──────── SOURCE EXCERPT

Nan Ratner & Rochelle Newman
Department of Hearing and Speech Sciences
University of Maryland

Thursday Oct 12th 2006, 12:30 PM, 3416 Marie Mount Hall

Factors that Affect Naming in Adults and Children Who Stutter

 

Purpose:

A large body of research now suggests that people who stutter demonstrate subtle linguistic processing deficits, and that it is these deficits, rather than motor dysfunction, that underlie the disorder. However, specification of the full scope and nature of these deficits is still uncertain. In particular, there is some suggestion whether or not the deficit arises at the syntactic, lexical or phonological level of encoding. The purpose of this study was to investigate whether lexical access in adults who stutter (AWS) differs from that in people who do not stutter. Specifically, we examined the role of three lexical factors on naming speed, accuracy and fluency: word frequency, neighborhood density, and neighborhood frequency. If stuttering results from an impairment in lexical access, these factors were hypothesized to differentially affect AWS' performance on a confrontation naming task.

────────────────
──────── SUPPLIED ENTRIES

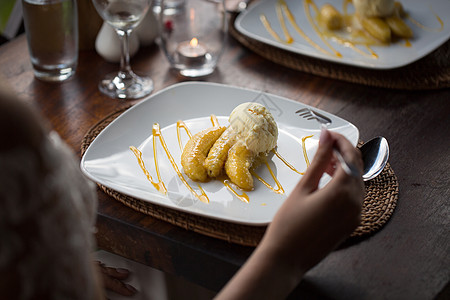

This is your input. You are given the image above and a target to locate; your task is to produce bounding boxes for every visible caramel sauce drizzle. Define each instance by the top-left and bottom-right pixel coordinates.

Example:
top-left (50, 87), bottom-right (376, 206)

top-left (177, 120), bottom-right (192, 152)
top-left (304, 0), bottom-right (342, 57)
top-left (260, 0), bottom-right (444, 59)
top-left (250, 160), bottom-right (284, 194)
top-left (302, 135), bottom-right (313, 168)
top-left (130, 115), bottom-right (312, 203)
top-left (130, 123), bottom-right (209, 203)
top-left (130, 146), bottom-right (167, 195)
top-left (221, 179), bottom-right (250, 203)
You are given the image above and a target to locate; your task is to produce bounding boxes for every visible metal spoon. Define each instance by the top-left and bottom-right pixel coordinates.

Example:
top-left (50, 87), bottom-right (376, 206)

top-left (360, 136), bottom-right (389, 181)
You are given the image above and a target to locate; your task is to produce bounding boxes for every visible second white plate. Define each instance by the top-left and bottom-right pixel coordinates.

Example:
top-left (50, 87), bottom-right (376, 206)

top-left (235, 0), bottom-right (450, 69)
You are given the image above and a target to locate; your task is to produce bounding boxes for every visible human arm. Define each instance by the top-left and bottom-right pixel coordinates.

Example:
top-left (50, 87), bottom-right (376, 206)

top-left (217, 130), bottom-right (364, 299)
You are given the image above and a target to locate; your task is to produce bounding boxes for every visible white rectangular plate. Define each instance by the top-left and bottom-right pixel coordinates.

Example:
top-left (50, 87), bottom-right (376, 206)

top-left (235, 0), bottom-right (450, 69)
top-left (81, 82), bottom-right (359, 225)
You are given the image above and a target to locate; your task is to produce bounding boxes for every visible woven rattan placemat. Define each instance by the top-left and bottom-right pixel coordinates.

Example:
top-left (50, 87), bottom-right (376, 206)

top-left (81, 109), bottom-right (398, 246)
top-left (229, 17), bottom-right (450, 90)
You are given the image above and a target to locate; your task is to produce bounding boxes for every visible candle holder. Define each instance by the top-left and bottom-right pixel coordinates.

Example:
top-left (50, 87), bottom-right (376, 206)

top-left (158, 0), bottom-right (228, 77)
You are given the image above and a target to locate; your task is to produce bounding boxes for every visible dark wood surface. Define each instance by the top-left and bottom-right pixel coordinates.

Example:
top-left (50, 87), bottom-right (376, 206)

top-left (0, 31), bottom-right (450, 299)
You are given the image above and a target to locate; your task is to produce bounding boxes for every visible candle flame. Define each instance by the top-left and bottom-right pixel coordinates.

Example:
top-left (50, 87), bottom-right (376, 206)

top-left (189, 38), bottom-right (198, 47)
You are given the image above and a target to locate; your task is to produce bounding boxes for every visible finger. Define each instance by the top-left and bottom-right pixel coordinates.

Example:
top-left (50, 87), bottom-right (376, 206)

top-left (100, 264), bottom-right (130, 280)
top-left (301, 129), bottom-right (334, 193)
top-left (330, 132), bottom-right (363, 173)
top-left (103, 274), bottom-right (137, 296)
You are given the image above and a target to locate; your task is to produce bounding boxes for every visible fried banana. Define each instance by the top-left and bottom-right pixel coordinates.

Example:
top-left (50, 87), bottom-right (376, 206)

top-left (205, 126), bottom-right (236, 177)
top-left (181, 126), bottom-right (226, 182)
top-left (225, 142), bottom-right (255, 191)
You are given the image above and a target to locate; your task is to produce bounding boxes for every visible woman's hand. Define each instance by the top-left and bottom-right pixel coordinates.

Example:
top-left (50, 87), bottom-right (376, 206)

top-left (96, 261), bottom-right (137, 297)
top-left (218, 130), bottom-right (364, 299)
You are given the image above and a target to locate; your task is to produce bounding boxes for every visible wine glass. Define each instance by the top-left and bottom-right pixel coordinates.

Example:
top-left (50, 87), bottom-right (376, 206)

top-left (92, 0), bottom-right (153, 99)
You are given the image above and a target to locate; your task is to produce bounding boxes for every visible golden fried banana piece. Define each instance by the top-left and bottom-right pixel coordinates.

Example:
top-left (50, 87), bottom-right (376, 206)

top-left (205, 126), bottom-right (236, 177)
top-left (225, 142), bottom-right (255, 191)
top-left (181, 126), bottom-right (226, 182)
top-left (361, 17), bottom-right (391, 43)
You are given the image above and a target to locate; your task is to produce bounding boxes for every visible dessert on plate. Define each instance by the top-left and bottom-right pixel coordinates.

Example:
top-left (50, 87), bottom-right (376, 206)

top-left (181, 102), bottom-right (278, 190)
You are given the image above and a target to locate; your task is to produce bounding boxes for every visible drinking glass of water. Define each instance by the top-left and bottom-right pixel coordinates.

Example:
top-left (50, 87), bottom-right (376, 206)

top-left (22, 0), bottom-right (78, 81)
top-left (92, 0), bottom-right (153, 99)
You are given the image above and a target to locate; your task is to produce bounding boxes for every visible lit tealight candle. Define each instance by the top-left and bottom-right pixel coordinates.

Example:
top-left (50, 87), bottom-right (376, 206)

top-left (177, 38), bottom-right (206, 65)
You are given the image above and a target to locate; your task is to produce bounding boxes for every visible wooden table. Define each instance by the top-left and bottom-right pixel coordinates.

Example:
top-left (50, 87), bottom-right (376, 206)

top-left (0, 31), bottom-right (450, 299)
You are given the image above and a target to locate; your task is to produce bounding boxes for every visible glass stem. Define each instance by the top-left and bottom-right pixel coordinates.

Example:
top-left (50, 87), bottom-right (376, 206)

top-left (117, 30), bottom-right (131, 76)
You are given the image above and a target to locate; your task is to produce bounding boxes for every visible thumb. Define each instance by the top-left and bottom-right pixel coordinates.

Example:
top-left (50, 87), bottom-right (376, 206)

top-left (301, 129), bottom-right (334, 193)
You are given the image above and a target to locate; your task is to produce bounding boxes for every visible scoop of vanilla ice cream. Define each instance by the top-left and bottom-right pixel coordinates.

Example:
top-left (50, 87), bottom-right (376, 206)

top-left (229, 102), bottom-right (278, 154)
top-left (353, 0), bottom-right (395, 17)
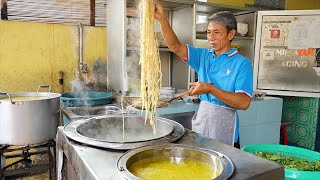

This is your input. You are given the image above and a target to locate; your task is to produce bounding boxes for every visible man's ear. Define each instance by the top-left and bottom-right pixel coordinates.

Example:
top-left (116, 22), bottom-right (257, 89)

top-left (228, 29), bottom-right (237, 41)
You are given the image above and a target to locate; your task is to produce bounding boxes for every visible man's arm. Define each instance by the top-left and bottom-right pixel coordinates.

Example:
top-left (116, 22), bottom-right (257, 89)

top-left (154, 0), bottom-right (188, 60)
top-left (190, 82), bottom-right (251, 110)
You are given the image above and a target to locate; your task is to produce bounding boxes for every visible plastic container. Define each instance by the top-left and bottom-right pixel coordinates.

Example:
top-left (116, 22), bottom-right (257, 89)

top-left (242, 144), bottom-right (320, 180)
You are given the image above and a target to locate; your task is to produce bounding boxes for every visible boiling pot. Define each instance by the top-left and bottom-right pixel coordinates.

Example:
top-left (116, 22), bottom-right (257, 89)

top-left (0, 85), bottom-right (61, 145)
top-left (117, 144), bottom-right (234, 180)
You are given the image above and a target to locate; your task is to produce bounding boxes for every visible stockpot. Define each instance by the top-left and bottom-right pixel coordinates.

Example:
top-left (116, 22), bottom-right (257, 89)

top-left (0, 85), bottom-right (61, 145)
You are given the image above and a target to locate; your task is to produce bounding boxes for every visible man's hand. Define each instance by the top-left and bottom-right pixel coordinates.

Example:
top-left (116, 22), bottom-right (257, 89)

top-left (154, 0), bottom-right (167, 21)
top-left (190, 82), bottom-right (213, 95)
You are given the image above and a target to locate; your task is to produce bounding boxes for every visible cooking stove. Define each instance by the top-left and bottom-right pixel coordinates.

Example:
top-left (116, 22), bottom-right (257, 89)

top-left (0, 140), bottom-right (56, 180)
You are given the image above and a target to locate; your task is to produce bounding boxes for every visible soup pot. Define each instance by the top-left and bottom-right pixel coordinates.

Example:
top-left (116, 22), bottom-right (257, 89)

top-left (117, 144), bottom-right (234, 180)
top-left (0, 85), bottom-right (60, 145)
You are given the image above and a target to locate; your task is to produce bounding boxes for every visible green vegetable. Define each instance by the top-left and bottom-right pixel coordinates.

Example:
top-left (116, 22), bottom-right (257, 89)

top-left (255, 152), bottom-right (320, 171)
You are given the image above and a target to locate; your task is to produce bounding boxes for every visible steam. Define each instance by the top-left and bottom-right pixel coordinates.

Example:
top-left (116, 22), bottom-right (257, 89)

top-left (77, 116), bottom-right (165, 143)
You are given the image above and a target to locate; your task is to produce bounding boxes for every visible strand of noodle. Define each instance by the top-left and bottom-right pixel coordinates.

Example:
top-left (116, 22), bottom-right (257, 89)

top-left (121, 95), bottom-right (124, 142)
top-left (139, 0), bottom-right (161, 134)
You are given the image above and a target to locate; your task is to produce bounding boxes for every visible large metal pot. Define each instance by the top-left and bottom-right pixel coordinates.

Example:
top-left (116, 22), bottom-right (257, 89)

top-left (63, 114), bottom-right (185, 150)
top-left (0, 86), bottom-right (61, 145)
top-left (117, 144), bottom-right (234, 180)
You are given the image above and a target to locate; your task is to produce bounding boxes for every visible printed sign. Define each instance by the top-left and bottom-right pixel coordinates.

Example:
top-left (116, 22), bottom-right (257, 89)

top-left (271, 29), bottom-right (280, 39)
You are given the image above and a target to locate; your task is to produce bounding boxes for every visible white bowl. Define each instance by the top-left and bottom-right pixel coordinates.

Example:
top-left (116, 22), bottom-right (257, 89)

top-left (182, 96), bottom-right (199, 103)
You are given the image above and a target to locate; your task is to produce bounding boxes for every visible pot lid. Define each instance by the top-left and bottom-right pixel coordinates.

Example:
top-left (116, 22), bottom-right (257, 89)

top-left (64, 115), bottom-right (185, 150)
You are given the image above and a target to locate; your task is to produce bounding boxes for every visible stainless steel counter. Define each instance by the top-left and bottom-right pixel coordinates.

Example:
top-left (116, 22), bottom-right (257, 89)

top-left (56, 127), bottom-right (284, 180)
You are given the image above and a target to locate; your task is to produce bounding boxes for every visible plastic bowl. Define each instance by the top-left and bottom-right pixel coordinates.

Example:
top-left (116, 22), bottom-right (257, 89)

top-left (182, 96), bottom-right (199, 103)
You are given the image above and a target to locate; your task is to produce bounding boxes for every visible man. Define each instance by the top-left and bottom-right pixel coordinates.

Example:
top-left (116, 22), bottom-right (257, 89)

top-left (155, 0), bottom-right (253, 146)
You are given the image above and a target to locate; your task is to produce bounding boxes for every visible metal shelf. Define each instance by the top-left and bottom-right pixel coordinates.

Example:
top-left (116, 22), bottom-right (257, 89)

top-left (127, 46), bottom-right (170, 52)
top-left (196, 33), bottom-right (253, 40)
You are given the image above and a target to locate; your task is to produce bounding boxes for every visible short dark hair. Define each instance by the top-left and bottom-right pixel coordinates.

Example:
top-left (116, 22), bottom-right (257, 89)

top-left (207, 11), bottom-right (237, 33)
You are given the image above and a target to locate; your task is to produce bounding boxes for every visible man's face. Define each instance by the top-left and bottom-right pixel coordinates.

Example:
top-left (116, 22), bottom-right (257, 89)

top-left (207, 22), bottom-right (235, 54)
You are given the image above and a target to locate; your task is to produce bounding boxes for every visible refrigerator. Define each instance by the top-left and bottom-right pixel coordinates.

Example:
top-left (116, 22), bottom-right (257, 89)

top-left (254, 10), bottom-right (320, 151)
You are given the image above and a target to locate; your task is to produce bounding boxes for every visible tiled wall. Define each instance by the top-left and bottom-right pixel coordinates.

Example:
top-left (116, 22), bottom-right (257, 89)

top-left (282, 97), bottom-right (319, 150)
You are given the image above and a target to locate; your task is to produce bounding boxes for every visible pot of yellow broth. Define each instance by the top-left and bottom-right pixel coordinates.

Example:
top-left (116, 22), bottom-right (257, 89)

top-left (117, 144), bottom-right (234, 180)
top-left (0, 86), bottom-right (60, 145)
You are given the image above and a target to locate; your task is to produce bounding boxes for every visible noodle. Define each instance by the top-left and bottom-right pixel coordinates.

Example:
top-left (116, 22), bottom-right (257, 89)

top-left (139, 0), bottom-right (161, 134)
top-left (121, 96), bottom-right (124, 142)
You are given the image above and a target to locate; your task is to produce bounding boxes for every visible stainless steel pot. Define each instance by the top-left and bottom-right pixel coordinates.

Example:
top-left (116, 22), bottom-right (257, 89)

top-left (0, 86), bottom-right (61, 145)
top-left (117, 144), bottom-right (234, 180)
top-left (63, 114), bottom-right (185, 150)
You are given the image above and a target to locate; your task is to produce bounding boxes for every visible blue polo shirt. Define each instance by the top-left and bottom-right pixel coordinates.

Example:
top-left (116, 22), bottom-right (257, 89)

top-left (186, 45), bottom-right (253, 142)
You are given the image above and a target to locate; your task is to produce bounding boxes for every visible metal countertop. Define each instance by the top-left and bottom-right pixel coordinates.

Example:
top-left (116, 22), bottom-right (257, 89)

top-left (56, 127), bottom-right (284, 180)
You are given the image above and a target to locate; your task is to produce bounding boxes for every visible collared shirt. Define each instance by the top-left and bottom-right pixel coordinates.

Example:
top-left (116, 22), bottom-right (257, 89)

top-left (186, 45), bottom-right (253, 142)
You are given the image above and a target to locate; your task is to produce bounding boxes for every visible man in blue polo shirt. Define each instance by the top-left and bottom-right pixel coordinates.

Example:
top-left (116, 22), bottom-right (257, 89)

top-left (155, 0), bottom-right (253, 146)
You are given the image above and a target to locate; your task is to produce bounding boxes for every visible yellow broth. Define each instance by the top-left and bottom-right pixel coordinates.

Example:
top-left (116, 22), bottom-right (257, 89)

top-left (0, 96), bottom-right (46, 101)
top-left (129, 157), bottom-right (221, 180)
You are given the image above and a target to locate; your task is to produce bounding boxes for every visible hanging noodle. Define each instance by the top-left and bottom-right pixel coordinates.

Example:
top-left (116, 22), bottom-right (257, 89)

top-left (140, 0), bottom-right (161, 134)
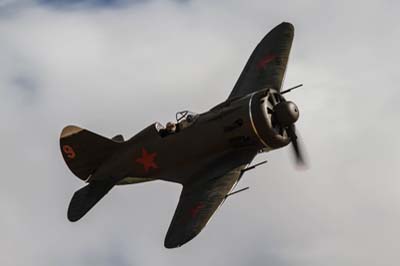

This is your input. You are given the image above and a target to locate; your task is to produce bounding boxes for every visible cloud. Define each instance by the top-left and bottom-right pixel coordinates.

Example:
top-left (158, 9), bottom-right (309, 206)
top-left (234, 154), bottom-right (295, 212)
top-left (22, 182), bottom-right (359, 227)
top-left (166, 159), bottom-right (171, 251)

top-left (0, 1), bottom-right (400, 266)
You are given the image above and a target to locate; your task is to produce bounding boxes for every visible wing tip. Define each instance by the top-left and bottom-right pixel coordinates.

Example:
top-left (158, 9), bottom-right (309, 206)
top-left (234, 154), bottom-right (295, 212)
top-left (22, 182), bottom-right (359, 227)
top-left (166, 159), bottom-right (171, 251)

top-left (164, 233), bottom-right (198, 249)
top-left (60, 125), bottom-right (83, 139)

────────────────

**TASK 1:** Render this sentence from the stuttering abstract in Spanish: "However, specification of the full scope and nature of these deficits is still uncertain."
**TASK 2:** Go on with the abstract on naming in adults and children who stutter, picking up right after its final sentence about the confrontation naming task.
The listing above comes from a separate source that has no connection to the stuttering abstract.

**TASK RESULT 1:** Sin embargo, la especificación del alcance y la naturaleza completos de estos déficits sigue siendo incierta.

**TASK RESULT 2:**
Method:

Twenty-five AWS and 25 normally-fluent comparison speakers, matched for age and education, participated in a confrontation naming task designed to explore within-speaker performance on naming accuracy, speed and fluency based upon stimulus word frequency and neighborhood characteristics. Accuracy, fluency and reaction time (from acoustic waveform analysis) were computed. Results: In general, AWS demonstrated the same effects of lexical factors on their naming as did adults who do not stutter (AWDNS). However, accuracy of naming was reduced for AWS. Stuttering rate was influenced by word frequency but not other factors.

Conclusions:

Results suggest that AWS could have a fundamental deficit in lexical retrieval, but this deficit is unlikely to be at the level of the word's abstract phonological representation. This hypothesis is being explored in a follow-up study of children who stutter, and we will provide preliminary findings from this cohort.